:: Task A ::
List the column names that the notebook below assigns to the feature values x.
:: Task B ::
According to the notebook below, how many rows remain after the rows with missing values are removed?
:: Task C ::
Reproduce a passage from the notebook below, beginning at the words "print('Number of rows after" and stopping after the words "data.head()".

:: Given text ::
______________________________

In [None]:
import pandas as pd 
import numpy as np

data = pd.read_csv('https://raw.githubusercontent.com/mwilchek/Stock-Modeling/master/DJ_NEWS_SENTIMENT_DATA%20eg.csv', header=0)

print('Number of rows before removing rows with missing values: ' + str(data.shape[0]))

# Replace ? with np.NaN
data = data.replace('?', np.NaN)

# Remove rows with np.NaN
data = data.dropna(how='any')

print('Number of rows after removing rows with missing values: ' + str(data.shape[0]))

# Get Feature values
x = data[['Open', 'High', 'Low', 'Cycle_Change']].values

# Get Target values
y = data['Close'].values

data.head()

Number of rows before removing rows with missing values: 2007
Number of rows after removing rows with missing values: 2007


In [None]:
from sklearn.pipeline import Pipeline
from sklearn.svm import SVR
from sklearn.ensemble import RandomForestRegressor
from sklearn.tree import DecisionTreeRegressor
from sklearn.preprocessing import StandardScaler
from sklearn.linear_model import LinearRegression
from sklearn.neural_network import MLPRegressor


regression_models = {'lr': LinearRegression(n_jobs=-1),
                     'mlp': MLPRegressor(random_state=0),
                     'dt': DecisionTreeRegressor(random_state=0),
                     'rf': RandomForestRegressor(random_state=0, n_jobs=-1),
                     'svr': SVR(max_iter=-1)}

pipe_regrs = {}

# Create list of pipeline models to test with that standardize the data
for name, regression_models in regression_models.items():
    pipe_regrs[name] = Pipeline([('StandardScaler', StandardScaler()), ('regr', regression_models)])

______________________________

:: Excerpted records ::
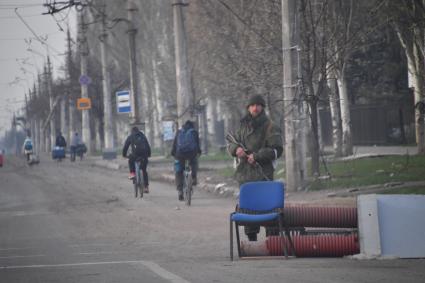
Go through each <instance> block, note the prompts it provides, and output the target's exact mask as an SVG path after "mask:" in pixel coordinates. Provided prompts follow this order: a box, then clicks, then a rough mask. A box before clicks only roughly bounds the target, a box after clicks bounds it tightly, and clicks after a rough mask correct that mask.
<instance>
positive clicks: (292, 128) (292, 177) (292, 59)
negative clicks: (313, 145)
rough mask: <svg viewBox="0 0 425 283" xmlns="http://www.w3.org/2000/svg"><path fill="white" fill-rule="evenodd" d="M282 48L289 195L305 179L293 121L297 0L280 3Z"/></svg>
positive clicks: (295, 119)
mask: <svg viewBox="0 0 425 283" xmlns="http://www.w3.org/2000/svg"><path fill="white" fill-rule="evenodd" d="M281 3H282V48H283V93H284V109H283V112H284V116H285V165H286V186H287V188H288V191H297V190H299V189H301V188H302V183H303V182H302V180H303V178H304V176H303V172H302V170H301V166H300V165H301V164H300V163H299V161H300V158H301V156H299V153H300V149H299V148H298V147H299V144H298V142H297V130H296V125H295V121H296V120H298V115H297V114H298V105H297V103H296V101H297V99H296V96H295V95H296V89H297V88H298V85H297V81H296V79H294V77H295V76H296V74H297V71H296V68H295V66H296V62H297V61H296V60H295V59H294V54H296V51H297V48H296V42H295V36H296V32H295V31H294V28H295V26H294V22H295V13H296V9H295V6H296V0H282V2H281Z"/></svg>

______________________________

:: Written response A ::
Open, High, Low, Cycle_Change

:: Written response B ::
2007

:: Written response C ::
print('Number of rows after removing rows with missing values: ' + str(data.shape[0]))

# Get Feature values
x = data[['Open', 'High', 'Low', 'Cycle_Change']].values

# Get Target values
y = data['Close'].values

data.head()